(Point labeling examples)
___

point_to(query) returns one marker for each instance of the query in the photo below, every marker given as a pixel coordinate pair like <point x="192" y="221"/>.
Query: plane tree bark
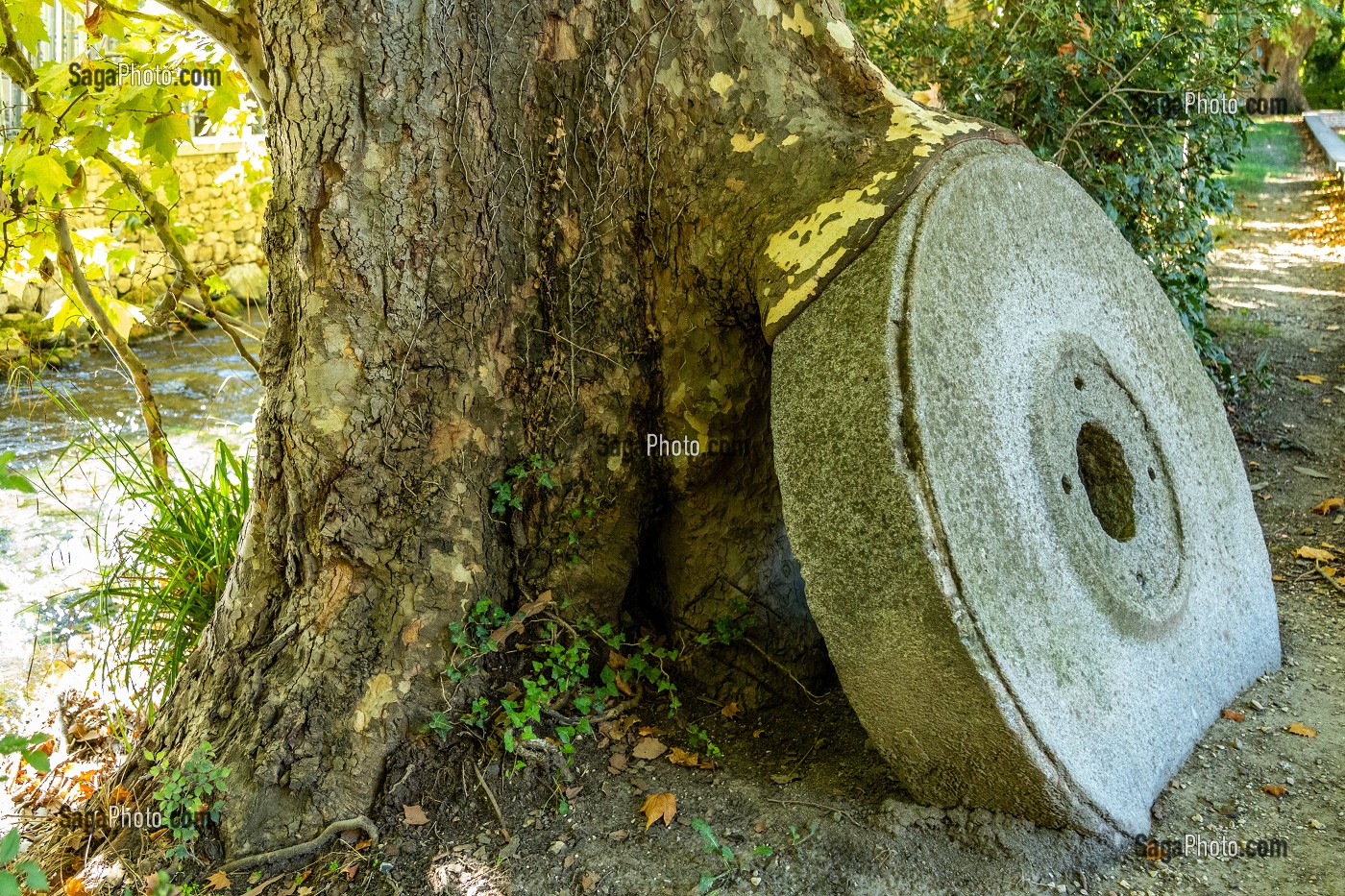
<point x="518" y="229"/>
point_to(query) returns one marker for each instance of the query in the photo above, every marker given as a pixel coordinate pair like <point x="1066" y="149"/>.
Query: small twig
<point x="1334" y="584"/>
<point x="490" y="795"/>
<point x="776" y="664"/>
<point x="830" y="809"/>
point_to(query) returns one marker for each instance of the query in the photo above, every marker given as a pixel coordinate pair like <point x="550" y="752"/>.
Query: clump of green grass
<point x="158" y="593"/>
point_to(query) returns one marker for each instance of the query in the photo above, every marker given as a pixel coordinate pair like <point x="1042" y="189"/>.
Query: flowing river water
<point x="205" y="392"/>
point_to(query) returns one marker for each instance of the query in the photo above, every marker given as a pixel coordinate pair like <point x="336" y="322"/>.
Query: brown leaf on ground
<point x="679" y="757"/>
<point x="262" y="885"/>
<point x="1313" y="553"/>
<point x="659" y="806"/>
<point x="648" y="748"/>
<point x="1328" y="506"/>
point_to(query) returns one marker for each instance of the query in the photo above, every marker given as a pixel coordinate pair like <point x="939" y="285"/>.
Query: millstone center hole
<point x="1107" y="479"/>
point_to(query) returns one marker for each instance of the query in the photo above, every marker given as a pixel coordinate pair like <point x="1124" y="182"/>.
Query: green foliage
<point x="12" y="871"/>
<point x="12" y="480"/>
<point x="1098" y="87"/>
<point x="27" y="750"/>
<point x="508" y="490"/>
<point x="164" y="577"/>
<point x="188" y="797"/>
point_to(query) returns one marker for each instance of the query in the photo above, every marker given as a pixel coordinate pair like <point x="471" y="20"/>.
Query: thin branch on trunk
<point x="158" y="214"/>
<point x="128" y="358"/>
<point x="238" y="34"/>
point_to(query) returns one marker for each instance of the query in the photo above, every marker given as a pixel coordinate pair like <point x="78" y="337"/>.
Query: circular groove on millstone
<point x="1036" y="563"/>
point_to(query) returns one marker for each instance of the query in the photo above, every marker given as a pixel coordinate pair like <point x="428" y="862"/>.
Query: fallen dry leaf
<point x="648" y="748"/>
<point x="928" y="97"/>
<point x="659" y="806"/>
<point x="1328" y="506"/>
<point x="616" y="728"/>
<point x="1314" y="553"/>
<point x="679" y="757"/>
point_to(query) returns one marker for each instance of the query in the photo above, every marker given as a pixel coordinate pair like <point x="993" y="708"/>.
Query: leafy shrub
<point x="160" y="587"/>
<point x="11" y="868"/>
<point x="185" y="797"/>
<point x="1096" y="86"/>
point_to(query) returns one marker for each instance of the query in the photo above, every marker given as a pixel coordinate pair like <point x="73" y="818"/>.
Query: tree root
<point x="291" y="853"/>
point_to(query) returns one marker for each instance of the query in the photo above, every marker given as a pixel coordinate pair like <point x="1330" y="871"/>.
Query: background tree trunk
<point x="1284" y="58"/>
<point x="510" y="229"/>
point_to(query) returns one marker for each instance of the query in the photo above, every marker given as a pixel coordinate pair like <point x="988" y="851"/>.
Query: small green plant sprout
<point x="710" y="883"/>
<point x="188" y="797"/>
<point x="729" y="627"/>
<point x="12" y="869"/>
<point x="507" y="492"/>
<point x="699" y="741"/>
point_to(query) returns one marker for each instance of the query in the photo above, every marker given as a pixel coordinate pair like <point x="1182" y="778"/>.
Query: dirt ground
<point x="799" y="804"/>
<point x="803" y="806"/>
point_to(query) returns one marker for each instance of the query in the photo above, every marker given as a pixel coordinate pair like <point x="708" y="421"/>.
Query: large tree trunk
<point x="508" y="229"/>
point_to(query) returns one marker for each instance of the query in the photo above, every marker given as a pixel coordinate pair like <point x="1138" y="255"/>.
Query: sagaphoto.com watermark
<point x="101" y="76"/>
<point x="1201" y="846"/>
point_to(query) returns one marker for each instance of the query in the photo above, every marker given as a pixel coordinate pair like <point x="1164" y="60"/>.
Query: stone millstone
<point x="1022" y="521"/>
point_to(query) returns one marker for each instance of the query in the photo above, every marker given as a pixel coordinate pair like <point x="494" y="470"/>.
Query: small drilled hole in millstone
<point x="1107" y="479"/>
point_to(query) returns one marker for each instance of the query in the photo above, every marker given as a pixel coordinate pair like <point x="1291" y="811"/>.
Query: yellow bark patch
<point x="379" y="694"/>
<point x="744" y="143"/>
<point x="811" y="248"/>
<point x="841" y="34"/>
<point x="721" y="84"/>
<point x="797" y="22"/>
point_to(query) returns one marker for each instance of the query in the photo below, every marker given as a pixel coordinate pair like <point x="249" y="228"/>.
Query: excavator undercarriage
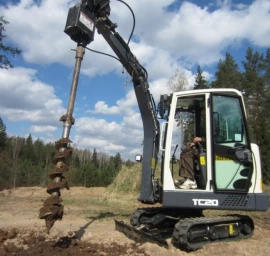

___

Report every line in the items above that contains the word "green".

Solution to this task:
Query: clump of green grass
Query: green foliage
Query: small green plant sprout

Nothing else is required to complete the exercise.